* Extract to read
◆ ◆ ◆ ◆ ◆ ◆ ◆
When TreVeyon Henderson puts his previously injured foot in the ground and cuts off a block this season, he won’t look like the guy who labored through 2023. He will play like a 5-star.
Depth at the running back position means three things, historically, for The Ohio State University.
No. 1, and most importantly, depth is for when the best guy suffers an injury. No. 2, a trustworthy backup is for those two or three short stretches when the best guy needs a respite. And No. 3, depth is for that point in the second half when the outcome is assured.
Depth, except for rare exceptions, has not been about two guys sharing carries in a mostly equal way or anything that resembles a committee. Ohio State football has rarely been about playing the change-of-pace strategy with the speedster and the bruiser. The Buckeyes don’t do thunder and lightning. They prefer to find a guy who brings the whole storm by himself.
And when they do, the running game peaks.
“We’re obligated to play the best players to help us win games,” running backs coach Tony Alford said during the spring. “That’s the obligation.”
The obligation, then, is for a now healthy TreVeyon Henderson to be the guy. He’s the most talented, the most game-changing and, after last season’s travails, no one is hungrier to play and prove himself to the masses. A prevailing national theory and a hopeful one for some OSU fans in the 2023 season: lots of carries for lots of guys. But if Henderson stays healthy, be ready for an Elliott or Dobbins kind of season.
Lowered expectations
As a true freshman and as a sophomore, the expectations were much higher than what the preponderance of online lists expect from Henderson this season. Going by last season’s numbers, game tape and supposed career trajectory, the lazy call is to rank Henderson down the list. But it’s not the correct call.
Henderson entered Ohio State as a 5-star recruit and the highest rated running back in the class of 2021. No one was surprised when he became the No. 1 option with a 270-yard game in Week 3 against Tulsa. He didn’t always get the most carries, but in the situations that mattered the most he was the guy.
Henderson finished with 1,248 yards – 148 more than the rest of the backfield combined. He averaged 6.8 yards per carry and scored 15 of the team’s 24 rushing touchdowns. Yes, there is a precedent for what should happen this season.
In a quick Google search for 2022 preseason rankings, Henderson was No. 2 behind Texas star Bijan Robinson. He was the No. 8 overall pick in this year’s NFL Draft in an era when running backs are rarely drafted that high.
Search the web now and the highest you will find Henderson is No. 7. But mostly he isn’t on those quickly compiled top 10 lists designed to get clicks. He’s barely in the top five in the Big Ten. Michigan’s Blake Corum is the consensus No. 1 in the nation. And before you find Henderson on a list, you will see Penn State’s Nicholas Singleton, Michigan’s Donovan Edwards and Wisconsin’s Braelon Allen. Look deep enough and Ohio State’s Miyan Williams is sometimes listed ahead of Henderson.
◆ ◆ ◆ ◆ ◆ ◆ ◆
* Excerpted records
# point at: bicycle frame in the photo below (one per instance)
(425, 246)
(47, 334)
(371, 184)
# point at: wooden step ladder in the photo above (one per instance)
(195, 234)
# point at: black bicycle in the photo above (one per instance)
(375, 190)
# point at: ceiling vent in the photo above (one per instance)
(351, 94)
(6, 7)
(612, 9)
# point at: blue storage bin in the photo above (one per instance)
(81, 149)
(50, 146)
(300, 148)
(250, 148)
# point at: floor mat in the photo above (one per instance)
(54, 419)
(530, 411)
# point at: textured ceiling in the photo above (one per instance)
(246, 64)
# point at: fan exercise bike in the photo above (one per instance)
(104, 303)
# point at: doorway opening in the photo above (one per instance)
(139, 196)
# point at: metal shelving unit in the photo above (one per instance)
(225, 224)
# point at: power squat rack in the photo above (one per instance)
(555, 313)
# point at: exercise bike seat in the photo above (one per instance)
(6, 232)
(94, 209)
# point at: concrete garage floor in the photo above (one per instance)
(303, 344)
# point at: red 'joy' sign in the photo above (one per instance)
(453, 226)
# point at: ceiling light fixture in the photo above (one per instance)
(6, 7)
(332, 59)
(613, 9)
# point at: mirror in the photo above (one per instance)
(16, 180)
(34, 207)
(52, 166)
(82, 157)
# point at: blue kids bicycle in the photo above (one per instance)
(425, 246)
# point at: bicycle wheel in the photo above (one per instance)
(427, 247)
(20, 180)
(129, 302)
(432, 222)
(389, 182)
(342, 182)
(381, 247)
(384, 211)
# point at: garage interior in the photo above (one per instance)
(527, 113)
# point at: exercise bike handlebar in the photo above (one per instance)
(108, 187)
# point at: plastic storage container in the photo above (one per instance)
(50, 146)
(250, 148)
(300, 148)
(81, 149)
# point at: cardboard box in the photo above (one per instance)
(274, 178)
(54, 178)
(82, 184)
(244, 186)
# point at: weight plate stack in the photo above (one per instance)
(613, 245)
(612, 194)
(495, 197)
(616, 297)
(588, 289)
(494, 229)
◆ ◆ ◆ ◆ ◆ ◆ ◆
* Required actions
1. In the article on TreVeyon Henderson, copy the part that opens with the words containing "When TreVeyon Henderson" and closes with "outcome is assured.".
2. Summarize the article on TreVeyon Henderson in two sentences.

* Answers for the exercise
1.
When TreVeyon Henderson puts his previously injured foot in the ground and cuts off a block this season, he won’t look like the guy who labored through 2023. He will play like a 5-star.
Depth at the running back position means three things, historically, for The Ohio State University.
No. 1, and most importantly, depth is for when the best guy suffers an injury. No. 2, a trustworthy backup is for those two or three short stretches when the best guy needs a respite. And No. 3, depth is for that point in the second half when the outcome is assured.

2. The article argues that a healthy TreVeyon Henderson should be Ohio State's lead running back this season, since the Buckeyes have historically used backfield depth for injuries, short rests and decided games rather than for sharing carries. Although his early production of 1,248 yards and 15 rushing touchdowns once put him at No. 2 in preseason rankings, he is now left off or ranked low on most lists, which the article calls the wrong call.